__AUFGABEN__.
1. Begründen Sie mit Hilfe des Auszugs, warum Beforegod den Thread schließt.
2. Nennen Sie alle Benutzernamen, die im Auszug als Überschrift über einem Beitrag stehen.
3. Beantworten Sie anhand des Auszugs die folgenden Fragen:
(a) Auf welche Policy ist ein Port vermutlich gesetzt, wenn „filtered“ angezeigt wird?
(b) Welchen FTP-Server benutzt KiLLaCaT?
(c) Was hindert KiLLaCaT daran, Gentoo wieder zu installieren?

__VORLIEGENDER AUSZUG__.
Hab das jetzt nicht getestet, aber wenn "filtered" angezeigt wird, ist der Port (service) wohl auf policy "drop" gesetzt. Die "closed" Sachen wahrscheinlich auf "reject".

(Ich unterstelle Mal schlicht, daß der Gateway die Linux-Box iss und iptables genutzt wird)

----------

## KiLLaCaT

eigentlich gehörn die rechner mir, aber das system hab i net ganz unter kontrolle(redhat). und das hab i nur installiert, weil kein gentoo installieren wollte, da ich auf das offizielle relase von 1.4 warten wollte.

jax

----------

## Marvin-X

 *KiLLaCaT wrote:*   

> dann hab ich warscheinlich eine firewall  

 

Das solltest Du wohl schon wissen ob Du eine Firewall laufen hast oder nicht. Wie soll man eine Frage beantworten, wenn die Details rudimentär sind. Auch ist unklar welchen FTP-Server Du aufgesetzt hast. 

Wie wird der Server gestartet? Standalone oder über xinetd?

Ist der FTP-Server konfiguriert? (Direktiven)

Falls eine Firewall läuft musst Du den Port natürlich öffnen

----------

## KiLLaCaT

woher soll ich den wissen was redhat alles so installiert!

ich benutze den wu-ftpd.

und ich wuerd auf gern wieder gentoo installieren, aber die neue live-cd geht nicht!

jax

----------

## Beforegod

@Killacat :

Wenn Du RedHat am laufen hast, solltest Du vielleicht ein anderes Forum aufsuchen. Hier soll in erster Linie Gentoo Spezifische Fragen beantwortet werden.

Thread geschlossen!

----------

__DATENZEILEN__.
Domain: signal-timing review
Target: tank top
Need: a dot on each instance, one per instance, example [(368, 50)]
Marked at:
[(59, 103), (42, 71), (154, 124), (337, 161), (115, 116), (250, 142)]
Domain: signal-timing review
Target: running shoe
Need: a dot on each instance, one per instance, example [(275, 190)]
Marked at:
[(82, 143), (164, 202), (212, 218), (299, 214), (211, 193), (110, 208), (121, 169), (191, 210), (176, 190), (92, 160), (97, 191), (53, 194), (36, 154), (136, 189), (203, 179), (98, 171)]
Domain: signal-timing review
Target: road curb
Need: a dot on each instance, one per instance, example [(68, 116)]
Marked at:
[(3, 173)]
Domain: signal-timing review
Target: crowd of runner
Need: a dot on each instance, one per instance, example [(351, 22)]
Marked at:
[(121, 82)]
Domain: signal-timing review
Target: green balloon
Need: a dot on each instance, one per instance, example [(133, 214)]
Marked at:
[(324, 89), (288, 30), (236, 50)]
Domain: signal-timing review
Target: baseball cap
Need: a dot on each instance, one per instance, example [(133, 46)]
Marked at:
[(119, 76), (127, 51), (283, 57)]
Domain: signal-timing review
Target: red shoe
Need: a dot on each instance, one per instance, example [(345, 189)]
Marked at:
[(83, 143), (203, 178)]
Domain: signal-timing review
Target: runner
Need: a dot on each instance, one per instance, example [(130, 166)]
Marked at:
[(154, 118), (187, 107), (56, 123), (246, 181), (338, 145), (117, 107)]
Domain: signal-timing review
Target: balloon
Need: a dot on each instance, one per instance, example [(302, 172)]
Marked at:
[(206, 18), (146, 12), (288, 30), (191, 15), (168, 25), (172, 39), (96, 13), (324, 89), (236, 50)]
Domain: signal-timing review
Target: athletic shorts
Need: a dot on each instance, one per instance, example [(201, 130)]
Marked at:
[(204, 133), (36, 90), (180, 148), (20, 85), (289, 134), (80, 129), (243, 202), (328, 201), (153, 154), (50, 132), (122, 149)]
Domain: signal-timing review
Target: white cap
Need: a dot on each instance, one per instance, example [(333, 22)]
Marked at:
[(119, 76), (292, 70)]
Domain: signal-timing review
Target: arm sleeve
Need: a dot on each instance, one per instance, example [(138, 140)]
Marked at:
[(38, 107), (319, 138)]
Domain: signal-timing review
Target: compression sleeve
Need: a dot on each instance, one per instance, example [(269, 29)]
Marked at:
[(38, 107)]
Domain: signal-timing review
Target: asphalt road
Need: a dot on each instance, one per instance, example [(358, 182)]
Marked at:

__LÖSUNGEN__.
1. KiLLaCaT hat Red Hat laufen, das Forum soll aber in erster Linie Gentoo-spezifische Fragen beantworten. Deshalb empfiehlt Beforegod, ein anderes Forum aufzusuchen, und schließt den Thread.

2. KiLLaCaT, Marvin-X, Beforegod

3.
(a) Auf die Policy „drop“.
(b) Den wu-ftpd.
(c) Die neue Live-CD funktioniert nicht.